- _YOUR TASK_
Copy every one of the lines below word for word, changing nothing.

- _MATERIAL FOR THIS EXERCISE_
>> begin
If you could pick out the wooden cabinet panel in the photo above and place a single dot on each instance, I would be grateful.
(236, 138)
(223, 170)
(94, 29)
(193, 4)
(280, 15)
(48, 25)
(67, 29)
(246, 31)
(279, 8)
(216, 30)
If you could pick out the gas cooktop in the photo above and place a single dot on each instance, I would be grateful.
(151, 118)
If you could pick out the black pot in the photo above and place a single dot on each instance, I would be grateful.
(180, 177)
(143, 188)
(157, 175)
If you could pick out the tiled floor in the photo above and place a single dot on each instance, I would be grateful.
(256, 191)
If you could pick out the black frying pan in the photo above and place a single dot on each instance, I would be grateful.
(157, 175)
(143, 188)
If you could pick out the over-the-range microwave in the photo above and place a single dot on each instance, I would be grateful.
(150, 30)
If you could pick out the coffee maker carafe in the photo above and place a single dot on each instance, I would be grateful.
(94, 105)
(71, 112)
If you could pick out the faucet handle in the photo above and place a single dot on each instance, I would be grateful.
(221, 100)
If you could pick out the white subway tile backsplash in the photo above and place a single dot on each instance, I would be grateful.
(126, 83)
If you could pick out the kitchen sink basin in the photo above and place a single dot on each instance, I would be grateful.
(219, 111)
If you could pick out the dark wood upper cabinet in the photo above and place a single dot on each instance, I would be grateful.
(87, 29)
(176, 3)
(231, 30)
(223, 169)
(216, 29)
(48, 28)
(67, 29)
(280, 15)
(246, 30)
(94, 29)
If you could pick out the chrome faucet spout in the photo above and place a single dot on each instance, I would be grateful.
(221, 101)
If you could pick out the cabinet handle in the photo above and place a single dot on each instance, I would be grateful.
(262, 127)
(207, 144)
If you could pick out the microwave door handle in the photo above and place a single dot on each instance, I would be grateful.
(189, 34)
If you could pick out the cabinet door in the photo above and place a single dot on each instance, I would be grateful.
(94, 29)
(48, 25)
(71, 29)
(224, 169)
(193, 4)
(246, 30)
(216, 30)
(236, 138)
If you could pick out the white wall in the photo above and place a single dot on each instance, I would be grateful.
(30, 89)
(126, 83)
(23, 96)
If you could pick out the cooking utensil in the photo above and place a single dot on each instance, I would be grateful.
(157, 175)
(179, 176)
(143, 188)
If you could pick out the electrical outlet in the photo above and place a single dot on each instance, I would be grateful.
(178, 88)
>> end
- _CORRECT OUTPUT_
If you could pick out the wooden cabinet panel in the photo above and place a single dot on each instance, I would be grateful.
(236, 138)
(223, 170)
(94, 29)
(193, 4)
(280, 15)
(48, 25)
(67, 29)
(246, 31)
(279, 8)
(216, 30)
If you could pick out the gas cooktop in the photo above and place a single dot on each instance, I would be grateful.
(151, 118)
If you could pick out the black pot in the photo above and place a single dot on each instance, I would be grateful.
(180, 177)
(143, 188)
(157, 175)
If you could pick out the tiled floor in the photo above and place a single dot on each instance, I would be grateful.
(256, 191)
If you could pick out the black frying pan in the photo above and place a single dot on each instance, I would be grateful.
(157, 175)
(143, 188)
If you could pick out the over-the-range microwave in the photo above and place a single dot on each instance, I would be grateful.
(150, 30)
If you could pick out the coffee maker carafe in the photo above and place a single dot on each instance, I would be grateful.
(94, 105)
(71, 112)
If you could pick out the faucet handle in the photo above and place a single dot on each instance, I would be grateful.
(221, 100)
If you could pick out the white subway tile backsplash in the photo above and place a single dot on each instance, I would be grateful.
(126, 83)
If you could pick out the kitchen sink basin in the photo above and place a single dot on each instance, I would be grateful.
(219, 111)
If you could pick out the dark wood upper cabinet in the photo above and place a single dot on each instance, I would be grateful.
(87, 29)
(176, 3)
(231, 30)
(223, 169)
(216, 29)
(48, 28)
(67, 29)
(280, 15)
(246, 30)
(94, 29)
If you could pick out the chrome faucet spout in the photo above and place a single dot on each instance, I would be grateful.
(221, 101)
If you could pick out the cabinet handle in the photo above and place a single dot on each instance, I would be grateful.
(262, 127)
(207, 144)
If you could pick out the microwave door handle in the photo above and place a single dot on each instance, I would be grateful.
(189, 34)
If you could pick out the cabinet door in the photo above and place a single dot on each instance, I would be grateful.
(94, 29)
(48, 25)
(71, 29)
(224, 169)
(193, 4)
(246, 30)
(216, 30)
(236, 138)
If you could pick out the white wall in the photo above and place a single dot on each instance, I would be grateful.
(30, 89)
(126, 83)
(23, 96)
If you could pick out the cooking utensil in the photo above and place a single dot on each instance, I would be grateful.
(157, 175)
(179, 176)
(143, 188)
If you could pick out the electrical outlet in the photo above and place a single dot on each instance, I would be grateful.
(178, 88)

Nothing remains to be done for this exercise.